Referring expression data
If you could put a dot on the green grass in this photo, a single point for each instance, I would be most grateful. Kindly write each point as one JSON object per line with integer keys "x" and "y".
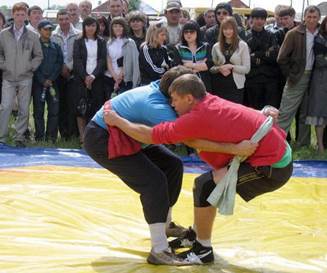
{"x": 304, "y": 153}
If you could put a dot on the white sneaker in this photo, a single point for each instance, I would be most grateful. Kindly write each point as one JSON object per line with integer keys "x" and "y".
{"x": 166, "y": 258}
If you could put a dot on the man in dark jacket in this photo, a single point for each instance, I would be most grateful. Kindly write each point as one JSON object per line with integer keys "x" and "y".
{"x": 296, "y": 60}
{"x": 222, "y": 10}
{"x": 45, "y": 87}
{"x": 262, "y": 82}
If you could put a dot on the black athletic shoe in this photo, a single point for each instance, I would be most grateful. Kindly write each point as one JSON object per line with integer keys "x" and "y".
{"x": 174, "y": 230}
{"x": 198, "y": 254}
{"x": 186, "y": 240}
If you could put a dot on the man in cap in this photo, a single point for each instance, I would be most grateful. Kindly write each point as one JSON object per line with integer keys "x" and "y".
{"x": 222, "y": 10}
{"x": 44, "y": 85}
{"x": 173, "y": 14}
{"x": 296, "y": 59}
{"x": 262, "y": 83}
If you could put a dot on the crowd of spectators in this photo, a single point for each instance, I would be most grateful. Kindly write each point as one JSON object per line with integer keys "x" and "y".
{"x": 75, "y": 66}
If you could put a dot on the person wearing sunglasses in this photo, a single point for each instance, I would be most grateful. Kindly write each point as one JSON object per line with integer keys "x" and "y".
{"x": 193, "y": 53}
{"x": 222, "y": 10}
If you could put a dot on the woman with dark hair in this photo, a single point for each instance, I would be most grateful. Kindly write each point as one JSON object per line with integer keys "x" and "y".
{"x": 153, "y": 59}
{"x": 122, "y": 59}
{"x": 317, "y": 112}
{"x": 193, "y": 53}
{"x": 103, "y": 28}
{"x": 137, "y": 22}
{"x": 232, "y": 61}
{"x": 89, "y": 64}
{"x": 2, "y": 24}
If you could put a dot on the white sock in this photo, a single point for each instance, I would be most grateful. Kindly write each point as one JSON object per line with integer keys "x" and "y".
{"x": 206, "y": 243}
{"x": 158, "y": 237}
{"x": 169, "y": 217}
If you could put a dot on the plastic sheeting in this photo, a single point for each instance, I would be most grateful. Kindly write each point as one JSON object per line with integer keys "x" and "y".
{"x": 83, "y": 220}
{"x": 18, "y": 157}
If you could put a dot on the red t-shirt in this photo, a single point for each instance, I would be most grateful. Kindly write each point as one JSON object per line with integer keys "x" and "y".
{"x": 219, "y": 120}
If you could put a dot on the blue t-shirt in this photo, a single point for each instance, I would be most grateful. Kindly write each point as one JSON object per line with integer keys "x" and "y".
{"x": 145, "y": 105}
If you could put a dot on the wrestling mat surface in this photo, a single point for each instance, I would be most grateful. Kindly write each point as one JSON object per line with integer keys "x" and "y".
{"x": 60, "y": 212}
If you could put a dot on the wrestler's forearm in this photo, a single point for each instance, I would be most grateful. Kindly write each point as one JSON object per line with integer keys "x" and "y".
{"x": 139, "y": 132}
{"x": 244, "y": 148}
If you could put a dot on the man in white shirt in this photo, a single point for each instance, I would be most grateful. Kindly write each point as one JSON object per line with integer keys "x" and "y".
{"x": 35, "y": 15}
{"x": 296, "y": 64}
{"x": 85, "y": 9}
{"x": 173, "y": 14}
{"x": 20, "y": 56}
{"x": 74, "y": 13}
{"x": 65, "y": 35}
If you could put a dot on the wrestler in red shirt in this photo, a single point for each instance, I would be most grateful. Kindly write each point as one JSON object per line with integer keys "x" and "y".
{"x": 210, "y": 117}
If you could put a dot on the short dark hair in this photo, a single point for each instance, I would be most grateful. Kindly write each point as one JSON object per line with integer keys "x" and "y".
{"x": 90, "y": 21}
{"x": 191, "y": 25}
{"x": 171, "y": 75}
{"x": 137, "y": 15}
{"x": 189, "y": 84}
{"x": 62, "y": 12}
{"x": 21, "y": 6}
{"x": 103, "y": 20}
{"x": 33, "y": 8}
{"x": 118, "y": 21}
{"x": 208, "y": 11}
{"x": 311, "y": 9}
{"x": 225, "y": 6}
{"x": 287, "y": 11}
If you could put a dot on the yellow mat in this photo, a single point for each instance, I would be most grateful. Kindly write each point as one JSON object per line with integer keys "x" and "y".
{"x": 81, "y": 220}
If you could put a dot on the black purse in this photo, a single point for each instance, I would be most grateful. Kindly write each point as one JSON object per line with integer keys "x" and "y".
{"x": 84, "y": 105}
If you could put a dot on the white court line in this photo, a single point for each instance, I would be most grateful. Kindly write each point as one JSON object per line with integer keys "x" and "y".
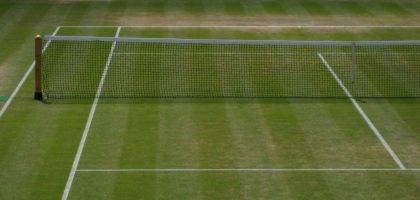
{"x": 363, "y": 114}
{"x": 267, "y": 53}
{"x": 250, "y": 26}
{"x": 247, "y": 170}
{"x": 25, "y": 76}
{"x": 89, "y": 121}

■ Required action
Reproduce the data exactly as it appears above. Pictures are to be left out.

■ Written reply
If you could put a dot on the green grass in this photo, a single point for each instance, I would be most grateful. Kindly write each point as one JSON object per line with integer keys "x" and "y".
{"x": 304, "y": 153}
If you could put a dot on the white sneaker in this photo, a single point for each instance, I would be most grateful. Kindly write each point as one JSON object per line with integer keys "x" and "y".
{"x": 166, "y": 258}
If you could put a dot on the man in dark jacket in this photo, a single point for each instance, I would be most grateful. Kindly write each point as one JSON object per line with integer keys "x" and "y".
{"x": 296, "y": 60}
{"x": 222, "y": 10}
{"x": 45, "y": 87}
{"x": 262, "y": 82}
If you could put a dot on the black athletic shoe in this photo, a single point for each instance, I would be most grateful. Kindly write each point as one JSON object per line with integer keys "x" and "y".
{"x": 174, "y": 230}
{"x": 198, "y": 254}
{"x": 186, "y": 240}
If you could put a dot on the man in cap in this photo, a single point for each instance, I would be most grateful. Kindly write each point as one JSON object per line with integer keys "x" and "y".
{"x": 222, "y": 10}
{"x": 44, "y": 85}
{"x": 173, "y": 14}
{"x": 296, "y": 59}
{"x": 262, "y": 83}
If you could put a dot on the crowd of spectators in this photo, a single point for each instance, I would be most grateful. Kindly write each point as one JSON object per line with integer keys "x" and "y".
{"x": 75, "y": 66}
If you could put a dot on the person wearing sunglasses in this photo, a single point for each instance, I would be most grateful. Kindly write each point as one JSON object per line with integer keys "x" and "y".
{"x": 193, "y": 53}
{"x": 222, "y": 10}
If you could put a dot on the woman with dark hair in this photo, a single point for each instance, I would be most grateful. Kindly write each point as one JSON object per line with integer keys "x" and "y".
{"x": 153, "y": 59}
{"x": 122, "y": 59}
{"x": 317, "y": 112}
{"x": 193, "y": 53}
{"x": 103, "y": 28}
{"x": 137, "y": 22}
{"x": 232, "y": 61}
{"x": 89, "y": 64}
{"x": 2, "y": 24}
If you could put a dot on the white sock in this photo, a single point for each instance, I would be most grateful. Kindly write each point as one JSON object per line with integer keys "x" and "y".
{"x": 206, "y": 243}
{"x": 158, "y": 237}
{"x": 169, "y": 217}
If you could put a dot on the plastic sheeting in this photo, a single point for each instance, I would be most grateful. Kindly write each point as one JSON object per line with integer keys "x" and "y".
{"x": 83, "y": 220}
{"x": 18, "y": 157}
If you could put a dot on the red t-shirt in this photo, a single point for each instance, I would be most grateful. Kindly write each point as one JSON object per line with integer keys "x" and "y".
{"x": 219, "y": 120}
If you could put a dot on the blue t-shirt in this photo, a single point for each instance, I would be most grateful. Kindly write each point as one JSON object per line with integer keys "x" and "y".
{"x": 145, "y": 105}
If you could put a dot on the wrestling mat surface in this photo, a single point for each instance, I would be most grateful. Kindly write each point as one JSON object per line with integer keys "x" and "y".
{"x": 60, "y": 212}
If you could put a dot on the wrestler's forearm in this photo, a single point for each instance, I would be most grateful. Kindly write each point as one JSON object per line with integer keys "x" and "y".
{"x": 139, "y": 132}
{"x": 244, "y": 148}
If you could put a dot on the man in white shirt in this photo, a single point for each instance, I would be most grateful. Kindly write each point as one JSON object per line with integer keys "x" and "y".
{"x": 35, "y": 15}
{"x": 296, "y": 64}
{"x": 85, "y": 9}
{"x": 173, "y": 14}
{"x": 20, "y": 56}
{"x": 74, "y": 13}
{"x": 65, "y": 35}
If you could put a dot on the wrestler in red shirt in this photo, a single point for each instance, I would be most grateful. Kindly write each point as one JSON object per line with integer keys "x" and "y".
{"x": 210, "y": 117}
If you could put a dot on the short dark hair in this photo, a single point for each instance, I would be most grateful. Kindly write each point as one JSON object per line with integer keys "x" and "y".
{"x": 90, "y": 21}
{"x": 191, "y": 25}
{"x": 171, "y": 75}
{"x": 137, "y": 15}
{"x": 189, "y": 84}
{"x": 62, "y": 12}
{"x": 21, "y": 6}
{"x": 103, "y": 20}
{"x": 33, "y": 8}
{"x": 118, "y": 21}
{"x": 208, "y": 11}
{"x": 311, "y": 9}
{"x": 225, "y": 6}
{"x": 287, "y": 11}
If you could put a dot on the yellow mat in this photo, a single point for each instance, I would be most grateful. Kindly write each point as one JSON object per line with integer keys "x" and "y".
{"x": 81, "y": 220}
If you could put a dot on the black purse in this photo, a single point for each instance, I would be most grateful. Kindly write each point as one JSON object per line with integer keys "x" and "y".
{"x": 84, "y": 105}
If you could put a dot on the white court line in this photo, a single point for each instance, I would be most grateful. Kindly write each point as one JSON object per line with integer keys "x" and "y".
{"x": 363, "y": 114}
{"x": 267, "y": 53}
{"x": 250, "y": 26}
{"x": 247, "y": 170}
{"x": 25, "y": 76}
{"x": 89, "y": 121}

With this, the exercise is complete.